_Task_. Based on the text on the constitutional status of Wales below, state whether each of the following statements agrees with it, answering yes or no and quoting the deciding words: (a) England recognized the Principality of Wales in the Treaty of Worcester; (b) Llywelyn ap Gruffydd was stripped of much of his power under the Statute of Rhuddlan; (c) after 1284, traditional Welsh law fell entirely out of use.

Sunday 20 November 2011

The constitutional status of Wales

This post addresses the legal status of the Principality of Wales and of the Prince of Wales.

1                    The end of Welsh independence

1.1              Prior to Norman times, Wales was mostly divided into separate kingdoms, though some rulers approximated to ruling over a united Welsh state.[1]  The Norman Conquest intruded to a large extent into Wales, but there followed an extended backlash by the Welsh extending through the 12th century.
1.2              This development culminated in the establishment of new and substantially united Welsh states under Llywelyn ab Iorwerth (c.1172-1240) and Llywelyn ap Gruffydd (c.1223-1282).  The Principality of Wales was established by Llywelyn ab Iorwerth in 1216, and it was recognised by England in the Treaty of Worcester (1218).  It can be characterised as an independent entity within the Angevin Empire, though concepts like independence and sovereignty should be worn lightly when describing political relations in a time when the Treaty of Westphalia lay four centuries in the future.
1.3              The independent principality did not last long, and Llywelyn ap Gruffydd is conventionally regarded as the last native Prince of Wales (Tywysog Cymru).  He was stripped of much of his power by the English under the Treaty of Aberconwy (1277), and he was finally vanquished in 1282.  His heir, Dafydd ap Gruffydd, was captured the following year, and Edward I of England “ordered this sovereign prince to be hanged, drawn, and quartered, as a traitor, for defending by arms the liberties of his native country, together with his own hereditary authority”.[2]  In the more sober words of a leading modern constitutional text, “his principality passed by conquest to King Edward I”.[3]  A 2008 Court of Appeal judgment likewise refers to “the conquest of the Principality of Wales by Edward 1 in 1282”.[4]
1.4              By the Statute of Rhuddlan (1284), the Kingdom of England asserted what a later age might describe as colonial mastery over the conquered principality.  The English Crown appointed Justiciars for North Wales and West Wales, and controlled two lordships in Glamorgan and Pembroke.  The law and the administration of the law were conformed to English norms, though some elements of traditional Welsh law remained in use.  This has allowed one contemporary authority on constitutional law to write that “from 1284, Wales was subject to English law”.[5]  The Welsh Marches remained under the control of the Anglo-Norman Marcher Lords.

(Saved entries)
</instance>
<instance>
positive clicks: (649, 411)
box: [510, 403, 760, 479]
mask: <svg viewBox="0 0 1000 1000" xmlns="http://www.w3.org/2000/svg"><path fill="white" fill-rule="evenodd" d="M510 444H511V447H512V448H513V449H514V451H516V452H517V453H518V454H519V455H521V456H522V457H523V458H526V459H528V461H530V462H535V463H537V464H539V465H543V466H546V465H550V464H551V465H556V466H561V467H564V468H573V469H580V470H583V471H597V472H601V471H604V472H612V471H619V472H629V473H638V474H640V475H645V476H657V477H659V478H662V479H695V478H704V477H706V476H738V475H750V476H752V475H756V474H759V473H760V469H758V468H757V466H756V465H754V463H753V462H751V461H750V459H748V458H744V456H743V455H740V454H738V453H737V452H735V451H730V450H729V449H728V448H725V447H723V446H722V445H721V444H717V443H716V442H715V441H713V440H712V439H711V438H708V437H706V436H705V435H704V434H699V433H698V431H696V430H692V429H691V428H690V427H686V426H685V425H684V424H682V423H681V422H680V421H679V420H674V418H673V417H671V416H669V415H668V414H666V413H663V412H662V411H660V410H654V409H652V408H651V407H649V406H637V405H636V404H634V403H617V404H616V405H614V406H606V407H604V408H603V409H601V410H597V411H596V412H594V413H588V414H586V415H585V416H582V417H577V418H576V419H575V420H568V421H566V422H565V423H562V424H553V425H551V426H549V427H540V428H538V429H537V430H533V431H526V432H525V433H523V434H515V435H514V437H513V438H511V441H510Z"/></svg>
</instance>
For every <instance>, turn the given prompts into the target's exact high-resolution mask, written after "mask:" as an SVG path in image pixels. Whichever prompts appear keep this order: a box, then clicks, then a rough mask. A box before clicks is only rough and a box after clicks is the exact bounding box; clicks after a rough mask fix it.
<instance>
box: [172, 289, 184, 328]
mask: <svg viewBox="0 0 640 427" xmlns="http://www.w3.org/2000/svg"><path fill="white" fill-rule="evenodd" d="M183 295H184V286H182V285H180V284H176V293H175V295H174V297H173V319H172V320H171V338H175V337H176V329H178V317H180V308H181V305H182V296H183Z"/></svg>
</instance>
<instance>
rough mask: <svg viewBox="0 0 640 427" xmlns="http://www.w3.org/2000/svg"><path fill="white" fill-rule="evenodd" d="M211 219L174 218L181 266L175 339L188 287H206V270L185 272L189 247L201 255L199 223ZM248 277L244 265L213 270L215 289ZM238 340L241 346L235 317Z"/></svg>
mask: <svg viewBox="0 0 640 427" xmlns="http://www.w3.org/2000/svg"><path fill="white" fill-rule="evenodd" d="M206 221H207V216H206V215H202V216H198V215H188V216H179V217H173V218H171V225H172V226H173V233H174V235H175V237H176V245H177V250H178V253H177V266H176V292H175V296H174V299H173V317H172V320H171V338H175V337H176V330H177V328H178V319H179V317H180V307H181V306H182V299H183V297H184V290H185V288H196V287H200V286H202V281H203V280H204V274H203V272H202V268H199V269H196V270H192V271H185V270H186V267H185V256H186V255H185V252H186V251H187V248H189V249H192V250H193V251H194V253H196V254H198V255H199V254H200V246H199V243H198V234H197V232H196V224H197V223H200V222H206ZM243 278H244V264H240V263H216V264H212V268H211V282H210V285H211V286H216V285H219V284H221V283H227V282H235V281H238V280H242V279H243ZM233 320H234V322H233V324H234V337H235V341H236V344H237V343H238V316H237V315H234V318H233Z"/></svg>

_Result of the task_.
(a) Yes: "it was recognised by England in the Treaty of Worcester (1218)"
(b) No: "He was stripped of much of his power by the English under the Treaty of Aberconwy (1277)"
(c) No: "though some elements of traditional Welsh law remained in use"